■ What needs to be done
Locate each line of the material below that includes the string "panel" and copy those lines. The match is case-sensitive.

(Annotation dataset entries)
————————

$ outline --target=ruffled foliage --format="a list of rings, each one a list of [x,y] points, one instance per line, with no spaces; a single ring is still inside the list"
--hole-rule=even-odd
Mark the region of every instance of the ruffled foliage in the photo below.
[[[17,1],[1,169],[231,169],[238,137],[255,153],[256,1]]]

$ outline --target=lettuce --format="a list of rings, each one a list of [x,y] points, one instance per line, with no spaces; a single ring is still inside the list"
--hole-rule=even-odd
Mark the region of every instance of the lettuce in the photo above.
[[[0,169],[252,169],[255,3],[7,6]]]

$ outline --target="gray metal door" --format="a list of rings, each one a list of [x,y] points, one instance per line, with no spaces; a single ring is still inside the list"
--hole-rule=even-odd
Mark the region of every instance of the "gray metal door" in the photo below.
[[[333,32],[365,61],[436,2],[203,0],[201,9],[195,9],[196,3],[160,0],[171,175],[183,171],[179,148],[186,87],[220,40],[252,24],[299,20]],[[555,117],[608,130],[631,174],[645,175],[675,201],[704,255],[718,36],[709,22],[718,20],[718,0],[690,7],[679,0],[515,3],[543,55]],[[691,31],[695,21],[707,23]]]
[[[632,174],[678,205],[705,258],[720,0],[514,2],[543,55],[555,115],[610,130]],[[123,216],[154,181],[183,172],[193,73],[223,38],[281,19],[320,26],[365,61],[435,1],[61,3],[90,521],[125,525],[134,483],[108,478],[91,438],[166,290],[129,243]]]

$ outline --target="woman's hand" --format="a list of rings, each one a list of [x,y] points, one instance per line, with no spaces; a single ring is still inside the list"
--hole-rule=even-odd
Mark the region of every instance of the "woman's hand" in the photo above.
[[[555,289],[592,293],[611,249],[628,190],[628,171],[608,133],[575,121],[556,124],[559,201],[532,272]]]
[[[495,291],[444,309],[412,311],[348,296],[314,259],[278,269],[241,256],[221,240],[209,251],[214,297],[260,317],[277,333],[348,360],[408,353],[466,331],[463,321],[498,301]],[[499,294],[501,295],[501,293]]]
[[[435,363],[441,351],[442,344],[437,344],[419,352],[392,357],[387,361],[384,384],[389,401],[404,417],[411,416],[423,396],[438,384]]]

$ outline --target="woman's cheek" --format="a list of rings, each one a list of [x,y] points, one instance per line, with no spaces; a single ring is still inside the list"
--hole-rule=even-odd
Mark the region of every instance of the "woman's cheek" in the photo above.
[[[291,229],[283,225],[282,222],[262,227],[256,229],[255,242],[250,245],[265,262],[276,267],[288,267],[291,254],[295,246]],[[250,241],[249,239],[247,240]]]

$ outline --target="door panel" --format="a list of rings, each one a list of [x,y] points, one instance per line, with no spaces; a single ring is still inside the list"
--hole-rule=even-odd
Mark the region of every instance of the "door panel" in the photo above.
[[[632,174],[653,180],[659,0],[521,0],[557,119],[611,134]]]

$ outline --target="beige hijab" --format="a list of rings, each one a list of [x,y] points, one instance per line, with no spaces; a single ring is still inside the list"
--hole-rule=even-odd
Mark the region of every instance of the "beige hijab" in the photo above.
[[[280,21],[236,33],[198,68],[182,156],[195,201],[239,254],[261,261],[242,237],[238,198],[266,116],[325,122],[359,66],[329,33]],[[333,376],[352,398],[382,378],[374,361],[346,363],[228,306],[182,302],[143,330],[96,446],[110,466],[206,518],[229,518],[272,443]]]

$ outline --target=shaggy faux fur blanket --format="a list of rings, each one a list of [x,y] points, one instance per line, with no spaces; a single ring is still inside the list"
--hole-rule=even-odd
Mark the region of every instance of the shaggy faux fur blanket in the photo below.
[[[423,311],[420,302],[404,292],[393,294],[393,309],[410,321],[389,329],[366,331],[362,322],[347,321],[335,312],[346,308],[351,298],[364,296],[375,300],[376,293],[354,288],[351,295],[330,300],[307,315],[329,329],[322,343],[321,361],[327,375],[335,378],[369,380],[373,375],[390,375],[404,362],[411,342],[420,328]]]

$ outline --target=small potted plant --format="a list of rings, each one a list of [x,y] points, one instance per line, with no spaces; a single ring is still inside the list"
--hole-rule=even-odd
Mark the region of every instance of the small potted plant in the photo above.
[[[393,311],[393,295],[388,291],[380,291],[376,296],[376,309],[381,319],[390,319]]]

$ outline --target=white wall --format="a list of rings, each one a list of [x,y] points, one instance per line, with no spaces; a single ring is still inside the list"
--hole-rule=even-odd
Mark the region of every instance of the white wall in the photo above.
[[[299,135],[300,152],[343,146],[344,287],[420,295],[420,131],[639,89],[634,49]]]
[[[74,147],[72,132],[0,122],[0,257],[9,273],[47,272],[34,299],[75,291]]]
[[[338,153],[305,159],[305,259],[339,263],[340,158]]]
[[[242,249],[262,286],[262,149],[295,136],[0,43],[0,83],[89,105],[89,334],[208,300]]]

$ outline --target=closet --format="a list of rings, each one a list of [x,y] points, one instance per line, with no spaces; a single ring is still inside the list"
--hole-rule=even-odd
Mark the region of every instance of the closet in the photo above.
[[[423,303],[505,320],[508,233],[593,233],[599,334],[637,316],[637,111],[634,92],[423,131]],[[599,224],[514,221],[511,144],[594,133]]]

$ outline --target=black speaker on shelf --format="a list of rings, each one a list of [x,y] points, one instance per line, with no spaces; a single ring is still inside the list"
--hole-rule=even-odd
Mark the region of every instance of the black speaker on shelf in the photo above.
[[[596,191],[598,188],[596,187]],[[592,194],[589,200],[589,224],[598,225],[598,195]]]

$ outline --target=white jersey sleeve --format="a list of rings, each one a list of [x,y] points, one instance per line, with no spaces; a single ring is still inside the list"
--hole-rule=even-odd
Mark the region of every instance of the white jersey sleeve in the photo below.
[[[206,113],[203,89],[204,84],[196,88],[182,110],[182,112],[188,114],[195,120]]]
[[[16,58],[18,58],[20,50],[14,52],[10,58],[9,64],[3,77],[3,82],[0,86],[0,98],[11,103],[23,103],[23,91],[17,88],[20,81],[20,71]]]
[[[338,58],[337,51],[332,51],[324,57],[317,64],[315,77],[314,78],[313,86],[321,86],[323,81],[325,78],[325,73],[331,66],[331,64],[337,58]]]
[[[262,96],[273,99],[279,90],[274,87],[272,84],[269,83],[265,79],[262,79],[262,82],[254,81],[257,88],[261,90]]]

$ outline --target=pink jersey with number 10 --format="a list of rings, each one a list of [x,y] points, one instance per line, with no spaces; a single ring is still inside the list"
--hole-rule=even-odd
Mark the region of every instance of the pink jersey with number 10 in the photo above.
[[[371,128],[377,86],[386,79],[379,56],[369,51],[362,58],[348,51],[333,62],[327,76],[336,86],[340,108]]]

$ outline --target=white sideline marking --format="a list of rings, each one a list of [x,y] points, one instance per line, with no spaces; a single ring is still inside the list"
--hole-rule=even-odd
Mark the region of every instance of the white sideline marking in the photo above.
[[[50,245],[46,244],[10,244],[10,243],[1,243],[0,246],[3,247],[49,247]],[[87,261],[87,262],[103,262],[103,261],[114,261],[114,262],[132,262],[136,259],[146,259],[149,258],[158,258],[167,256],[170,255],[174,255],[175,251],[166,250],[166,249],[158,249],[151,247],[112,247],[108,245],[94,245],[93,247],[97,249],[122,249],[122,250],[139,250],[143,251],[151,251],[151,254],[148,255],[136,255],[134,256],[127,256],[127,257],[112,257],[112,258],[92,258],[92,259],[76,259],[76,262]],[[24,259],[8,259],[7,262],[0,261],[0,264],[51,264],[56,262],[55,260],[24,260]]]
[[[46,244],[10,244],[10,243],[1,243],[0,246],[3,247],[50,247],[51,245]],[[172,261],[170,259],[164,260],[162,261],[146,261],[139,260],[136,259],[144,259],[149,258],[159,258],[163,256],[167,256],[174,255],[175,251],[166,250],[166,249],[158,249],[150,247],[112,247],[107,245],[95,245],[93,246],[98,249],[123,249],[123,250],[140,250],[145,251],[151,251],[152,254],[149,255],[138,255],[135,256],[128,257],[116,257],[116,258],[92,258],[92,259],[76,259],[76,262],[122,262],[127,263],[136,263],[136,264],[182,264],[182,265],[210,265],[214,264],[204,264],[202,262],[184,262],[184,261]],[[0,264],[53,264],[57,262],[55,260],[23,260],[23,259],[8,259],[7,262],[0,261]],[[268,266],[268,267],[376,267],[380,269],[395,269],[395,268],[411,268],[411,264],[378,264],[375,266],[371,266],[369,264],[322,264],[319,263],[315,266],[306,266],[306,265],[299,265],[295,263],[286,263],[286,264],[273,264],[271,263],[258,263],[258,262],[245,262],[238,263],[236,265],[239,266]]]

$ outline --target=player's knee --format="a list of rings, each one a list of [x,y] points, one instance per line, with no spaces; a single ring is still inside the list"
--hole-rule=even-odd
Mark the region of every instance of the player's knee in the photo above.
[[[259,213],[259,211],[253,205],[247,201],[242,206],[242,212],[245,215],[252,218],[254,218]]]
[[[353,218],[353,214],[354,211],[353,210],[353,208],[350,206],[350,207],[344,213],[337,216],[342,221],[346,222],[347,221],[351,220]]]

————————

■ Written answer
$ outline --target="door panel" --format="a list of rings, each one a list of [x,y] points, one instance per line, with no spaces; a single ring is still inside the list"
Mark the region of every instance of the "door panel" in the photo above.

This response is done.